### EXTRACT

Powdery mildew is a common problem in the vegetable garden and pea plants are no exception. If caught early, the affected leaves can be removed to prevent spread. If it’s already started to spread, either wait until the peas mature, harvest the peas and then remove the plants, or pull out the diseased plants right away to prevent spreading. There are fungicides for powdery mildew, but it is difficult to spray the plants without coating the edible pods, and it is not generally advisable.
Knowing how to grow peas is a great start, but understanding how to harvest and store them also is helpful. Harvesting peas of any variety requires similar steps; however, the type of pea you’ve planted will dictate the pea’s readiness for harvest as well as how you store the pea.
When is the best time to harvest peas?

### SUPPLIED MATERIAL
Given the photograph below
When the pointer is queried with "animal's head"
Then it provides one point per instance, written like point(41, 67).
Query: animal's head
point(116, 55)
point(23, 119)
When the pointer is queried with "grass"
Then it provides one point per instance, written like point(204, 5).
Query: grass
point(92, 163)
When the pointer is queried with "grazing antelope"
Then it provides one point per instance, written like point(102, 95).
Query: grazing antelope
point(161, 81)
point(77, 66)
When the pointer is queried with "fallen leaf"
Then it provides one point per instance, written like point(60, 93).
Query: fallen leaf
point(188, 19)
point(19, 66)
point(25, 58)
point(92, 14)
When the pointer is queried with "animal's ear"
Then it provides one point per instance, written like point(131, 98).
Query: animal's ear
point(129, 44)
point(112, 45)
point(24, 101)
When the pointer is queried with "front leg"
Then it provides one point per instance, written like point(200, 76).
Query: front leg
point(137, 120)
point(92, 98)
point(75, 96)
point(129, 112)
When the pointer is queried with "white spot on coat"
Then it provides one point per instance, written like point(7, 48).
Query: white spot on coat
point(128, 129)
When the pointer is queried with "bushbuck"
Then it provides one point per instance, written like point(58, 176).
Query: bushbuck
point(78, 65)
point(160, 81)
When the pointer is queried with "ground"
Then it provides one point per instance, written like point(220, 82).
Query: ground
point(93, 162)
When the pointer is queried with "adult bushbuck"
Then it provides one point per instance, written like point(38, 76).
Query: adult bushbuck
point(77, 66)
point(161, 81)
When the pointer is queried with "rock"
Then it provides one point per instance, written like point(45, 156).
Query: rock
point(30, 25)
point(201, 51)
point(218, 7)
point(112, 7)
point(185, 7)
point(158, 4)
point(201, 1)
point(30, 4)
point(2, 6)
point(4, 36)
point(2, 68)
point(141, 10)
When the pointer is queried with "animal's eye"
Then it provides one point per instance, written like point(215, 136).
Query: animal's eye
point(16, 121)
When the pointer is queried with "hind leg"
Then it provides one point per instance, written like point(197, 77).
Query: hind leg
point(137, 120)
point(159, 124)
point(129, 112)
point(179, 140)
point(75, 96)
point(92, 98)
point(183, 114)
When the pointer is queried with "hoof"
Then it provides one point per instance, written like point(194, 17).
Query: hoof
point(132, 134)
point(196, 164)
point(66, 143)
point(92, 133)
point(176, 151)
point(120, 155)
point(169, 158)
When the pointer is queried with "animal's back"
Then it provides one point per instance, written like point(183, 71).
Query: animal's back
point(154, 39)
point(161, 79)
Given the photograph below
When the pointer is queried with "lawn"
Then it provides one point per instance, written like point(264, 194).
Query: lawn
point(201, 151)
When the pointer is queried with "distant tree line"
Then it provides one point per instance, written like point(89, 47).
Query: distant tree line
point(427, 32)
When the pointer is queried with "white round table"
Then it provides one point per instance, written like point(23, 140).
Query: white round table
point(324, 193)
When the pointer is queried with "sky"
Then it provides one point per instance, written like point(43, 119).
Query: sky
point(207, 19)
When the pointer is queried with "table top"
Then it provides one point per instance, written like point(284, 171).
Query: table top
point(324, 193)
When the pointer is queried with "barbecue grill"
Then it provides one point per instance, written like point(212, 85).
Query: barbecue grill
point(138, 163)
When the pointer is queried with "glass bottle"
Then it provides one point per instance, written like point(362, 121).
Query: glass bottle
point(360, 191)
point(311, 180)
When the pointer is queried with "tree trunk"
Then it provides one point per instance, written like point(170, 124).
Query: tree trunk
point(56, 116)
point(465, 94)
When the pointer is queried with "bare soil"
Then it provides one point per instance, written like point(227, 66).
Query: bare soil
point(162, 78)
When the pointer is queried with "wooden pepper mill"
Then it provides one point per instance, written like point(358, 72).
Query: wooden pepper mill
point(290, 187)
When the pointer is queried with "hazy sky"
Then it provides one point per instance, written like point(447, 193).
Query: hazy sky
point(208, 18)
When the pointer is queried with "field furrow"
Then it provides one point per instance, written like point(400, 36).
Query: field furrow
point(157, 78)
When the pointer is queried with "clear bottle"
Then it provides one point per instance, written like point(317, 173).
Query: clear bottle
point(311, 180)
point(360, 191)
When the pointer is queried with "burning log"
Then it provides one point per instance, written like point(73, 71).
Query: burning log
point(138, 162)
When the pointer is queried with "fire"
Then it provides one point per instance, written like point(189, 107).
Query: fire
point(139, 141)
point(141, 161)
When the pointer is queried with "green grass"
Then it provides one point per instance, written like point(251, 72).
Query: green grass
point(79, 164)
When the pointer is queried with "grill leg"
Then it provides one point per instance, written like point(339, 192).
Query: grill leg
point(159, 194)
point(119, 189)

### LIST OF TASKS
(1) In the text on growing peas, swap "store" for "preserve" in the part that opens with the words containing "Knowing how to" and closes with "to harvest peas?".
(2) Carry on the text on growing peas from where it stops.
This data comes from a separate source.

### OUTPUTS IN ORDER
(1)
Knowing how to grow peas is a great start, but understanding how to harvest and preserve them also is helpful. Harvesting peas of any variety requires similar steps; however, the type of pea you’ve planted will dictate the pea’s readiness for harvest as well as how you preserve the pea.
When is the best time to harvest peas?

(2)
Peas typically mature between 60 and 70 days after planting, though the exact time to maturity depends on the variety—this will be listed on the back of your seed packet. Most pea plants will begin to produce pods within 8 to 10 weeks. The pods first appear at the bottom of the plant. Harvest these right away to encourage more growth and pod production. Look for pods that are plump but not hard. If peas over-ripen, they become starchy and the shells become tough.
How do you harvest peas?
Harvesting garden peas of any variety requires similar steps; however, the type of pea you’ve planted will dictate the pea’s readiness for harvest.
Snow peas are best when still flat, with just the beginning of peas forming inside. Sugar snap peas are at their sweetest when the pod looks plump and glossy, typically when the pods are 2 to 3 inches long, but the length varies depending on the exact variety. Garden peas are best when the peas are large but not fully developed. Look for pods that are full but not split or ready to burst. They will be somewhat cylindrical and still bright green.
- Look for peas that are at peak readiness. Peas produce a lot of pods, and it won’t take long to learn the ideal stage for harvest once you’ve picked a few.
- Harvest peas any time of the day, but morning is best, when they are plumpest.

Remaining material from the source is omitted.